Set down each line of the records once more, precisely, and omit the pictures.
_ _ _
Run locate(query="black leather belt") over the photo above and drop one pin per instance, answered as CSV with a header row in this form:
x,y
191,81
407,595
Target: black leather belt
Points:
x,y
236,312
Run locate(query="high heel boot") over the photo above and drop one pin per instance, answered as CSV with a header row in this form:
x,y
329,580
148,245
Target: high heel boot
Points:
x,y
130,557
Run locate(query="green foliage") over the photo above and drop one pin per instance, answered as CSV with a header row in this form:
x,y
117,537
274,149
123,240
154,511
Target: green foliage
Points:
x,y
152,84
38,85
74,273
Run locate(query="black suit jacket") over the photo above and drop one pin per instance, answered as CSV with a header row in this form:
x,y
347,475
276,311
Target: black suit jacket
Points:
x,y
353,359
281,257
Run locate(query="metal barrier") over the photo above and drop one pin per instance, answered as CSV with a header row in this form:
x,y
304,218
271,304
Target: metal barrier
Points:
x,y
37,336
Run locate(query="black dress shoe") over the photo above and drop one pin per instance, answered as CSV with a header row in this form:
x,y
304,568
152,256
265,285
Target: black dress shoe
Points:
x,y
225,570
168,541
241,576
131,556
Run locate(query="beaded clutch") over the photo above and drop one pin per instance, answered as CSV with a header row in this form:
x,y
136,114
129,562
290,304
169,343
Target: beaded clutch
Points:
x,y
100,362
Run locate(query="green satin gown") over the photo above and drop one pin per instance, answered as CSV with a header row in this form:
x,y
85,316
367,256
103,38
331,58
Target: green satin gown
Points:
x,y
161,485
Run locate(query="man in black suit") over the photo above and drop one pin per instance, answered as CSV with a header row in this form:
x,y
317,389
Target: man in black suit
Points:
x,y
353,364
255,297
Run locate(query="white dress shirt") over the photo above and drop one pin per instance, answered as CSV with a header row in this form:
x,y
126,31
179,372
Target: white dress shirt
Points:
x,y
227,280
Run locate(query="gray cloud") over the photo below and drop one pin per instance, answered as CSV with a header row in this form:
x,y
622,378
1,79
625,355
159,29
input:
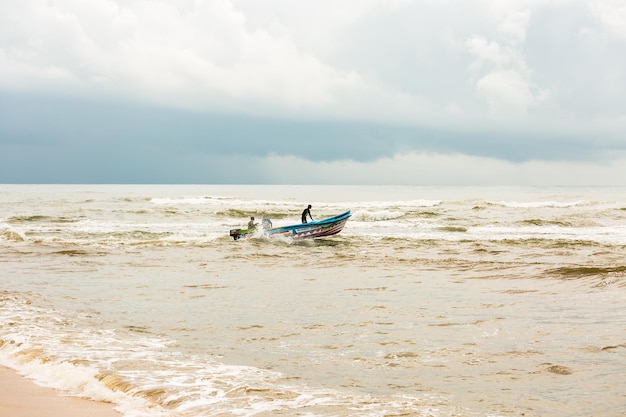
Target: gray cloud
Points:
x,y
162,91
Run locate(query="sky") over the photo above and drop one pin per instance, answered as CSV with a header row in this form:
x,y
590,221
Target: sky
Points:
x,y
408,92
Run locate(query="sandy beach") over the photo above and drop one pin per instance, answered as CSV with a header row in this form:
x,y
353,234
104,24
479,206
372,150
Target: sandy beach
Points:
x,y
20,397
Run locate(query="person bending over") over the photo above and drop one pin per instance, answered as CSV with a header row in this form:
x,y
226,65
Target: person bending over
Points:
x,y
305,213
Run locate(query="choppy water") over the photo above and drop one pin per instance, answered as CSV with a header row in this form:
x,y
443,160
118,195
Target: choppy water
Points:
x,y
431,302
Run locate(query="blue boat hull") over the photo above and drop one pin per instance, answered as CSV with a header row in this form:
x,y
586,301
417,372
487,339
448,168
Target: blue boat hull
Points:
x,y
321,228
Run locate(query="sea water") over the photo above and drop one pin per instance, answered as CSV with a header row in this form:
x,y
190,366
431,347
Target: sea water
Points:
x,y
431,302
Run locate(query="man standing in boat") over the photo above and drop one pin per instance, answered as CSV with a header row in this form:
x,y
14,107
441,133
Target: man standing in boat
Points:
x,y
307,211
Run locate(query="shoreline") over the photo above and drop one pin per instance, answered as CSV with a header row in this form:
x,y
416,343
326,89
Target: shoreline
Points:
x,y
22,397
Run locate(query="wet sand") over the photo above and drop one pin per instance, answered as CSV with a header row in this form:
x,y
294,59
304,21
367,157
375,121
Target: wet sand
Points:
x,y
20,397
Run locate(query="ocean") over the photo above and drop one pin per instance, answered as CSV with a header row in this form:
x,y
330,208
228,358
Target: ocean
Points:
_ _ _
- [RESULT OF THE EXERCISE]
Run locate(query="black leather belt") over the photo above and drop one pin per instance, answered as CSV with a header row in this form:
x,y
191,81
407,595
Target: black leather belt
Points:
x,y
236,312
Run locate(query="high heel boot") over the photo above and drop one pin per instance, answered as CSV with a header row in this form:
x,y
329,580
148,245
Target: high heel boot
Points:
x,y
130,557
Run locate(query="green foliage") over the photo above and drop one pin per instance, answered as CSV with a header row in this form:
x,y
117,537
274,149
123,240
154,511
Target: green foliage
Points:
x,y
152,84
38,85
74,273
Run locate(query="black suit jacket") over the photo above and drop one pin per instance, answered as CSV with a header row in this form:
x,y
347,475
276,311
Target: black suit jacket
Points:
x,y
353,359
281,257
Run locate(query="metal barrier") over the photo above and drop one pin per instance, answered as CSV with a header row in this form:
x,y
304,218
271,304
Target: metal barrier
Points:
x,y
37,336
Run locate(query="black dress shoe") over the photo above and drop one pin per instance, answered as CSV with a header row in this form:
x,y
304,568
152,256
265,285
Target: black dress shoe
Points:
x,y
225,570
168,541
241,576
131,556
Run locate(query="beaded clutch") over the photo above and drop one pin per instance, answered as CSV with a header row in this form:
x,y
136,114
129,562
290,304
169,343
Target: beaded clutch
Points:
x,y
100,362
Run locate(query="green satin gown") over the photo above and drop one pin per instance, answered as CSV with a header row in this form:
x,y
85,316
367,256
103,38
331,58
Target: green satin gown
Points:
x,y
161,485
Run locate(query="man in black suit") over the photo above and drop one pin per instance, answered as CSV with a header row in this form:
x,y
317,389
Target: man in black suit
Points:
x,y
353,364
255,297
Run locate(query="white dress shirt") over the photo above and drop one pin per instance, answered as CSV with a header row in this form:
x,y
126,31
179,372
Target: white dress shirt
Points:
x,y
227,280
Run locate(query="gray cloud") over the photo below and drop one pin per instance, answered as CSV with a header row in this form:
x,y
622,378
1,79
625,355
159,29
input:
Target: gray cloud
Points:
x,y
162,91
Run locate(query="sky") over the photo above and drop one pin per instance, answered as CSV with a header row in this form:
x,y
590,221
Target: sky
Points:
x,y
408,92
Run locate(query="sandy beach") over the photo above and drop one pin per instance, answered as CSV with a header row in this form:
x,y
353,234
104,24
479,206
372,150
Target: sandy beach
Points:
x,y
20,397
Run locate(query="person bending over") over the photo above and drop one pin per instance, answered as CSV with a header row in this form:
x,y
226,65
Target: person bending over
Points:
x,y
305,213
Run locate(query="choppy water") over the photo above and drop one pin per instance, answered as CSV with a header row in this form:
x,y
443,160
118,195
Target: choppy water
Points:
x,y
431,302
Run locate(query="blue boat hull") over the photo above and drop one pin per instance, answered as CSV with a header row in this form:
x,y
586,301
417,372
487,339
448,168
Target: blue boat hull
Points:
x,y
321,228
Run locate(query="sea water") over the photo above and drop one pin per instance, answered as CSV with a header row in this form:
x,y
190,366
431,347
Target: sea water
Points:
x,y
431,302
Run locate(query="man standing in boat") over the photo above and drop one pin per instance, answered as CSV with a header row in this form:
x,y
14,107
441,133
Target: man standing in boat
Points:
x,y
307,211
Run locate(query="shoreline") over the photo above and drop one pin per instance, answered as CSV with a header row in this form:
x,y
416,343
326,89
Target: shoreline
Points:
x,y
22,397
Run locate(query="wet sand") over the photo above and drop one pin per instance, answered as CSV with a header row in this form:
x,y
294,59
304,21
367,157
375,121
Target: wet sand
Points:
x,y
20,397
Run locate(query="ocean") over the photo above and drop one pin per instance, answered as CSV with a header row in this form:
x,y
330,208
228,358
Target: ocean
Points:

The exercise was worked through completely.